**Passage provided**.
▬▬▬▬▬▬▬▬▬▬

The GroupBy and CoGroup pipes serve two roles. First, they emit sorted grouped tuple streams allowing for Operations to be applied to sets of related Tuple instances. Where "sorted" means the tuple groups are emitted from the GroupBy and CoGroup pipes in sort order of the field values the groups were grouped on.

Second, they allow for two streams to be either merged or joined. Where merging allows for two or more tuple streams originating from different sources to be treated as a single stream. And joining allows two or more streams to be "joined" (in the SQL sense) on a common key or set of Tuple values in a Tuple.

It is not required that an Every follow either GroupBy or CoGroup, an Each may follow immediately after. But an Every many not follow an Each.

It is important to note, for both GroupBy andCoGroup, the values being grouped on must be the same type. If your application attempts to GroupBy on the field "size", but the value alternates between a String and a Long, Hadoop will fail internally attempting to apply a Java Comparator to them. This also holds true for the secondary sorting sort-by fields in GroupBy.

GroupBy accepts one or more tuple streams. If two or more, they must all have the same field names (this is also called a merge, see below).

Example 3.2. Grouping a Tuple Stream

Pipe groupBy = new GroupBy( assembly, new Fields( "group1", "group2" ) );

The example above simply creates a new tuple stream where Tuples with the same values in "group1" and "group2" can be processed as a set by an Aggregator or Buffer Operation. The resulting stream of tuples will be sorted by the values in "group1" and "group2".

Example 3.3. Merging a Tuple Stream

Pipe[] pipes = Pipe.pipes( lhs, rhs );
Pipe merge = new GroupBy( pipes, new Fields( "group1", "group2" ) );

This example merges two streams ("lhs" and "rhs") into one tuple stream and groups the resulting stream on the fields "group1" and "group2", in the same fashion as the previous example.

CoGroup accepts two or more tuple streams and does not require any common field names. The grouping fields must be provided for each tuple stream.

▬▬▬▬▬▬▬▬▬▬

**Dataset rows**.
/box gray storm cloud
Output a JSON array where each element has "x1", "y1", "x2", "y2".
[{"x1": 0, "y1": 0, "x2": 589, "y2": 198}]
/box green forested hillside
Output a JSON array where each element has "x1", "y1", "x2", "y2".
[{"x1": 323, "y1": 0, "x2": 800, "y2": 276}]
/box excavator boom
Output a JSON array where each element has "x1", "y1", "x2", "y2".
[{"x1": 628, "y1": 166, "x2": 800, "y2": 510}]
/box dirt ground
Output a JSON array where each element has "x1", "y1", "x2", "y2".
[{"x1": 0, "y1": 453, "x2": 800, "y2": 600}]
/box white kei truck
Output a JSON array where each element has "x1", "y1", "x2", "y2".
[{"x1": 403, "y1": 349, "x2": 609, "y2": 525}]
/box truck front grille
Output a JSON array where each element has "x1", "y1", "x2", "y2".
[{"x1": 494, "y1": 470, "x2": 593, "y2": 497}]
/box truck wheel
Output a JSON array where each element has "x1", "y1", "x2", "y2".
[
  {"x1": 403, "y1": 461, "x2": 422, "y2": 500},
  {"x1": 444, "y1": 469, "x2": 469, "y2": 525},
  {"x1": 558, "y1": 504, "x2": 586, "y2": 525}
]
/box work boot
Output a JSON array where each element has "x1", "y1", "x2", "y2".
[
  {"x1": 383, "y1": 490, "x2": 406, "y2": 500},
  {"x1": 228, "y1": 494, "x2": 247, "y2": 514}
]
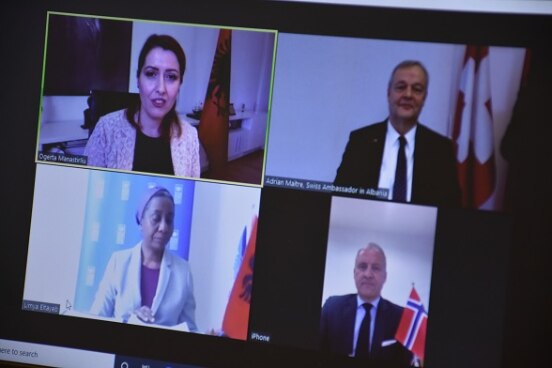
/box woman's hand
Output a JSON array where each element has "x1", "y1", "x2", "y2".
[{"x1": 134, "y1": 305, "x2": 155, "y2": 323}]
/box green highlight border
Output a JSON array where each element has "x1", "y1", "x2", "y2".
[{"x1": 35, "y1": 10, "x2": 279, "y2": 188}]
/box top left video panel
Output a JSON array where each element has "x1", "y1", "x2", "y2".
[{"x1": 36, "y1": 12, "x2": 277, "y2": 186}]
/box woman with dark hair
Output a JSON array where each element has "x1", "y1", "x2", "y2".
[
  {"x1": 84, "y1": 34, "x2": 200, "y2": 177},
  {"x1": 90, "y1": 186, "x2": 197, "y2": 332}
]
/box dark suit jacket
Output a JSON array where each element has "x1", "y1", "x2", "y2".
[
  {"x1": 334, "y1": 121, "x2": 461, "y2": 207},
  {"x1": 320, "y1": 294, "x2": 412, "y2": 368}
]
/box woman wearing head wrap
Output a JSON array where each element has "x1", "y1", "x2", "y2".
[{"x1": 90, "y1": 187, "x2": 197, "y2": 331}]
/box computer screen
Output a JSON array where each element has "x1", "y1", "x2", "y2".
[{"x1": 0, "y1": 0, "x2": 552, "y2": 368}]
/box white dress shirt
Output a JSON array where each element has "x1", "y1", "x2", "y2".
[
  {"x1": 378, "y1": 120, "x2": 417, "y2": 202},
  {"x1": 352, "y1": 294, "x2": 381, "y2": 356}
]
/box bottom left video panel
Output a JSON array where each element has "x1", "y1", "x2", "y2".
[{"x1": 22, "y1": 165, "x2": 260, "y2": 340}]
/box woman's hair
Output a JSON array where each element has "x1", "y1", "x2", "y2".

▬▬▬▬▬▬▬▬▬▬

**Given instruction 1**. From the passage on GroupBy and CoGroup pipes, copy the part starting with "Pipe[] pipes = Pipe.pipes( lhs, rhs" and going on through "the previous example.".
**Given instruction 2**. Using the passage on GroupBy and CoGroup pipes, answer yes or no to each statement below and quote the words that decide it. (a) CoGroup requires the incoming tuple streams to share common field names. (b) When GroupBy receives two or more tuple streams, they must all have the same field names. (c) Merging lets tuple streams from different sources be treated as a single stream.
**Given instruction 3**. Pick up the passage on GroupBy and CoGroup pipes after its final sentence and keep writing.

**Exercise response 1**.
Pipe[] pipes = Pipe.pipes( lhs, rhs );
Pipe merge = new GroupBy( pipes, new Fields( "group1", "group2" ) );

This example merges two streams ("lhs" and "rhs") into one tuple stream and groups the resulting stream on the fields "group1" and "group2", in the same fashion as the previous example.

**Exercise response 2**.
(a) No: "CoGroup accepts two or more tuple streams and does not require any common field names."
(b) Yes: "If two or more, they must all have the same field names"
(c) Yes: "merging allows for two or more tuple streams originating from different sources to be treated as a single stream"

**Exercise response 3**.
Example 3.4. Joining a Tuple Stream

Fields lhsFields = new Fields( "fieldA", "fieldB" );
Fields rhsFields = new Fields( "fieldC", "fieldD" );
Pipe join = new CoGroup( lhs, lhsFields, rhs, rhsFields, new InnerJoin() );

This example joins two streams ("lhs" and "rhs") on common values. Note that common field names are not required here. Actually, if there were any common field names, the Cascading planner would throw an error as duplicate field names are not allowed.

This is significant because of the nature of joining streams.

The first stage of joining has to do with identifying field names that represent the grouping key for a given stream. The second stage is emitting a new Tuple with the joined values, this includes the grouping values, and the other values.

In the above example, we see what "logically" happens during a join. Here we join two streams on the "url" field which happens to be common to both streams. The result is simply two Tuple instances with the same "url" appended together into a new Tuple. In practice this would fail since the result Tuple has duplicate field names. The CoGroup pipe has the declaredFields argument allowing the developer to declare new unique field names for the resulting tuple.

Example 3.5. Joining a Tuple Stream with Duplicate Fields

Fields common = new Fields( "url" );
Fields declared = new Fields( "url1", "word", "wd_count", "url2", "sentence", "snt_count" );
Pipe join = new CoGroup( lhs, common, rhs, common, declared, new InnerJoin() );

Here we see an example of what the developer could have named the fields so the planner would not fail.

It is important to note that Cascading could just magically create a new Tuple by removing the duplicate grouping fields names so the user isn't left renaming them. In the above example, the duplicate "url" columns could be collapsed into one, as they are the same value. This is not done because field names are a user convenience, the primary mechanism to manipulate Tuples is through positions, not field names. So the result of every Pipe (Each, Every, CoGroup, GroupBy) needs to be deterministic. This gives Cascading a big performance boost, provides a means for sub-assemblies to be built without coupling to any "domain level" concepts (like "first_name", or "url), and allows for higher level abstractions to be built on-top of Cascading simply.

In the example above, we explicitly set a Joiner class to join our data. The reason CoGroup is named "CoGroup" and not "Join" is because joining data is done after all the parallel streams are co-grouped by their common keys. The details are not terribly important, but note that a "bag" of data for every input tuple stream must be created before an join operation can be performed. Each bag consists of all the Tuple instances associated with a given grouping Tuple.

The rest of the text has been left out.